Dataset entries:
════
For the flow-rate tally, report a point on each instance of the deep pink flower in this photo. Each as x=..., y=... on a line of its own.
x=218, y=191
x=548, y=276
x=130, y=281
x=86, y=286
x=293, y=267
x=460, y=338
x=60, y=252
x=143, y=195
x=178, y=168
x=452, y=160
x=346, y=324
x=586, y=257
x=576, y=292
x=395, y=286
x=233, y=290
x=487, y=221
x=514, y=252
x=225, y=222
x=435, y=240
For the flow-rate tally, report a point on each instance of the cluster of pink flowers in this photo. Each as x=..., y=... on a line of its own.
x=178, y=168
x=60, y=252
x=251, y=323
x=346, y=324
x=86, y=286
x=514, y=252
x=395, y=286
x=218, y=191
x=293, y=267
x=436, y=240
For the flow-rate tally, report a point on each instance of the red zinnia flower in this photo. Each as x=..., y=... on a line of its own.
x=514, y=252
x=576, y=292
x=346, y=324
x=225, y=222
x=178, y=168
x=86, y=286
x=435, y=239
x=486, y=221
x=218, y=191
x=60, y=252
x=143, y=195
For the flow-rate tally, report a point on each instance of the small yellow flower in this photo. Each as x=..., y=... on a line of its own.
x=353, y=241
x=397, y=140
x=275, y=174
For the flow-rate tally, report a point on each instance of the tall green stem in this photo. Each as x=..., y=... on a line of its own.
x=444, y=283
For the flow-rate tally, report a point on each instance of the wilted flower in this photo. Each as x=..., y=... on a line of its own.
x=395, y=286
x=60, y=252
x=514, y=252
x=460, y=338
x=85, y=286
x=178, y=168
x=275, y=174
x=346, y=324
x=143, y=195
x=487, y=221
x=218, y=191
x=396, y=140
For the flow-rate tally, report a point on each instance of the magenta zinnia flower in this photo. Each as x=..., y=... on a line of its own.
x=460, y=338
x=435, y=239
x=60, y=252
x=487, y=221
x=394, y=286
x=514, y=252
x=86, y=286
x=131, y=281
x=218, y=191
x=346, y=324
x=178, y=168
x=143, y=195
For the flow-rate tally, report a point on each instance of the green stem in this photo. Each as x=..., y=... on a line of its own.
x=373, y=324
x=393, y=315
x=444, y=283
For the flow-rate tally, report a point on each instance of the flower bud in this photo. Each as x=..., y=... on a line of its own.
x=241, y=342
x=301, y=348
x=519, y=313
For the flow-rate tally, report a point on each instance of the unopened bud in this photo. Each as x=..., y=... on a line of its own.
════
[Exercise requirements]
Keeping every word as it is, repeat all of the records.

[Task output]
For the flow-rate tally, report a point on each instance of the deep pink flower in this photo. Each as x=..., y=... on a line of its own.
x=218, y=191
x=548, y=276
x=130, y=281
x=86, y=286
x=293, y=267
x=460, y=338
x=60, y=252
x=143, y=195
x=178, y=168
x=452, y=160
x=346, y=324
x=586, y=257
x=576, y=292
x=395, y=286
x=233, y=290
x=487, y=221
x=514, y=252
x=225, y=222
x=435, y=240
For the flow-rate tally, report a point on each instance of the cluster of pink flowers in this photo. Each as x=..., y=... on a line of its own.
x=178, y=168
x=60, y=252
x=251, y=323
x=346, y=324
x=86, y=286
x=514, y=252
x=395, y=286
x=218, y=191
x=293, y=267
x=436, y=240
For the flow-rate tally, report a point on each instance of the red zinnia flower in this photo. Each as x=..., y=... on a line of its own.
x=514, y=252
x=576, y=292
x=346, y=324
x=225, y=222
x=178, y=168
x=86, y=286
x=435, y=239
x=486, y=221
x=218, y=191
x=60, y=252
x=143, y=195
For the flow-rate tally, report a point on each instance of the small yellow flower in this photo. Each as x=..., y=... on a line of its own.
x=353, y=241
x=397, y=140
x=275, y=174
For the flow-rate tally, report a point on each instance of the tall green stem in this photo. Each as x=..., y=... on a line of its own.
x=444, y=283
For the flow-rate tally, report a point on each instance of the wilted flower in this photo. Each as x=..., y=... on a line of its own.
x=395, y=286
x=60, y=252
x=514, y=252
x=460, y=338
x=85, y=286
x=178, y=168
x=275, y=174
x=346, y=324
x=143, y=195
x=487, y=221
x=218, y=191
x=396, y=140
For the flow-rate tally, report a point on each instance of the magenta zinnia flower in this photo. Each as x=..., y=... on a line of its own.
x=460, y=338
x=435, y=239
x=60, y=252
x=487, y=221
x=394, y=286
x=514, y=252
x=86, y=286
x=131, y=281
x=218, y=191
x=346, y=324
x=178, y=168
x=143, y=195
For the flow-rate tally, report a point on each instance of the green stem in this photo. Each as x=..., y=... on a line of its own.
x=373, y=324
x=393, y=315
x=444, y=283
For the flow-rate tally, report a point on each instance of the flower bud in this photo. Each as x=..., y=... on a line of its own.
x=241, y=342
x=301, y=348
x=519, y=313
For the flow-rate tally, report a point on each instance of the unopened bud in this photo. Each as x=..., y=... on a line of its own.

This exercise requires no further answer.